■ Selected excerpt:
= = = =

32. Python Package - pandas
January 28, 2019
home
Contents
01. Streamline Data Analysis using DataFrame in package pandas
02. database content to DATA FRAME directly
description
- This topic is about getting data from a database, using MySql database.
- Other databases like Oracle, mssql,etc, or document databases for clouds, have the same way like MySql.
- In my previous topic 29, 05y, there is a lab for this.
- I did not use an IDE on my mac, I used website Repl.it to test.
- The data returned from the database server were many lines, not a pandas dataframe.
- In this lab,
- In my mac, Anacode3 was installed for python, pandas...
- Code visual studio was install for IDE.
- The steps to install the database driver with python for mac
- from Google, getting the package name for pip install. mysql-connector-python
- getting the package name for my python code mysql.connector
- open the terminal window,
- pip --version to make sure pip is installed.
- pip list to make sure mysql is not installed
- pip install mysql-connector-python
- note: the package is for all the operating system.
- pip list to see it in the list.
- To verify the success of the installation, using one line of python code import mysql.connector
- To uninstall, enter pip uninstall mysql-connector-python
print('---------- mysql3.py --------')
import pandas as pd
import mysql.connector
mydb = mysql.connector.connect(
host="XXXX.winhost.com",
user="xxxxxxxx",
password="xxx2xxx",
database="mysql_56314_peter"
)
df = pd.read_sql("SELECT * FROM dogs", con=mydb)
print(df)
'''
dog_name dog_color
0 Tairo brown
1 Emi white
2 Joy black
3 Lucky yellow
'''
print('---------- end test 5 --------')
comments:
- If a sql query is used for creating a dataframe from a database server.
- The query can be used to define the data.
- No need to use some pandas functions, like sort, merge.. for that purposes.
- Also, it is more direct.
03. creating dataframes for reporting
03.1 prepare statistical data
- In addition to plotting, a dataframe can be used for reporting.
- One example is to prepare statistical information.
- Then, send it out as report
print('------- dataframe ==> csv file for reporting ---')
print('--- 1. prepare a dataframe -------')
import pandas as pd
df =pd.DataFrame({ # python dictionary
'name': ['Happy', 'Lucky', 'Wiwi'], # key-value pairs
'weight' : [35.50, 65.33, 42.50],
'length' : [2.5, 4.3, 3.2],
'color': ['brown', 'white', 'black']
})
print(df)
# The values for color are not measurable,
# The statistical data will not be generated for it.

= = = =

■ Items:
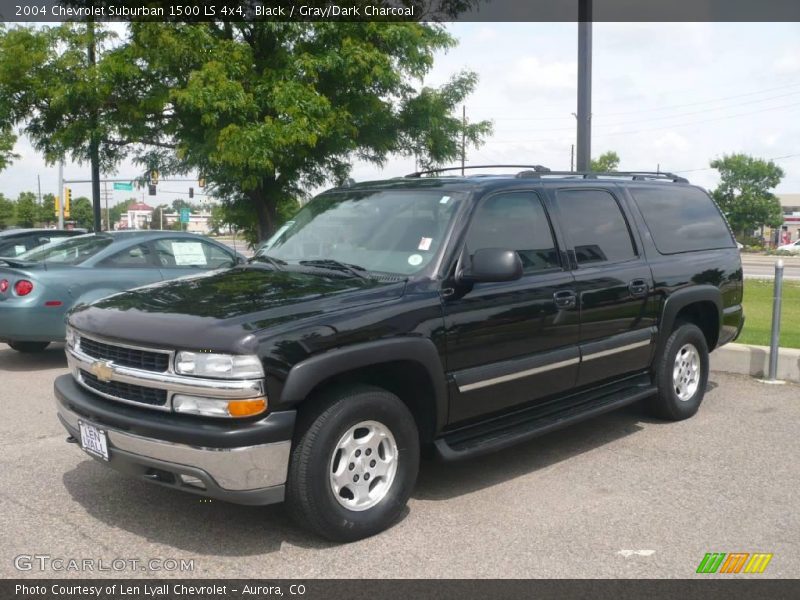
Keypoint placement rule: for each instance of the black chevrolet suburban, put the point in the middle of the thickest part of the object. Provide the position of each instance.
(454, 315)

= = = =

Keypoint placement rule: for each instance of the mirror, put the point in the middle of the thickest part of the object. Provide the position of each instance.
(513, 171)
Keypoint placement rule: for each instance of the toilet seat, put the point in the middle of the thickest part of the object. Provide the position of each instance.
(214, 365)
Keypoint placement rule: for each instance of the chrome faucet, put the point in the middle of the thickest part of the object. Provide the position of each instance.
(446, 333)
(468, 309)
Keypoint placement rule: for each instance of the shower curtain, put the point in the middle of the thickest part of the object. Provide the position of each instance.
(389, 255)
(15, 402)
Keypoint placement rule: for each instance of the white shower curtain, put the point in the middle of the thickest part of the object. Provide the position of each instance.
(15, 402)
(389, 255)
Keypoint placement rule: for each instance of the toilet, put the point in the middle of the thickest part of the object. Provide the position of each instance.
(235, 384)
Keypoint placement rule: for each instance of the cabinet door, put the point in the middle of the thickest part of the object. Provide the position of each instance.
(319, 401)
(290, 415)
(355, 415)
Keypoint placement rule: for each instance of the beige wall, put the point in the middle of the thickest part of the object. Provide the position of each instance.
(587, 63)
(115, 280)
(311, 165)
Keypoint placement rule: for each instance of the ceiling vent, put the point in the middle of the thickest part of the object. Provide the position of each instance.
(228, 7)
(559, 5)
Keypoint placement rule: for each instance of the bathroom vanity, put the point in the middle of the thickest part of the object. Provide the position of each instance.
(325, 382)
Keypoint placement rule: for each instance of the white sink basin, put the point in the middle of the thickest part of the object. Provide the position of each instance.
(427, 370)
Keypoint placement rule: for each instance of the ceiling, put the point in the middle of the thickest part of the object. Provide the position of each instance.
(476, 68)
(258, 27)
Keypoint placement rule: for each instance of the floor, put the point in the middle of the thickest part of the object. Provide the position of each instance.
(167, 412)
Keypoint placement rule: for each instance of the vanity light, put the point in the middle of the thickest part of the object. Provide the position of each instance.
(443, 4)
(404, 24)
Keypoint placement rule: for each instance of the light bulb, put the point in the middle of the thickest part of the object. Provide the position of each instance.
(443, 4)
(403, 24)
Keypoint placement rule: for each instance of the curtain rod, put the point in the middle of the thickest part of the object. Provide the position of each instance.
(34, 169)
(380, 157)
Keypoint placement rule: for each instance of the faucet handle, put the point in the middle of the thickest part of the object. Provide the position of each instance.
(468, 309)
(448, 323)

= = = =

■ What is required: In the pandas post, which website was used for testing instead of an IDE?

■ Exercise response: Repl.it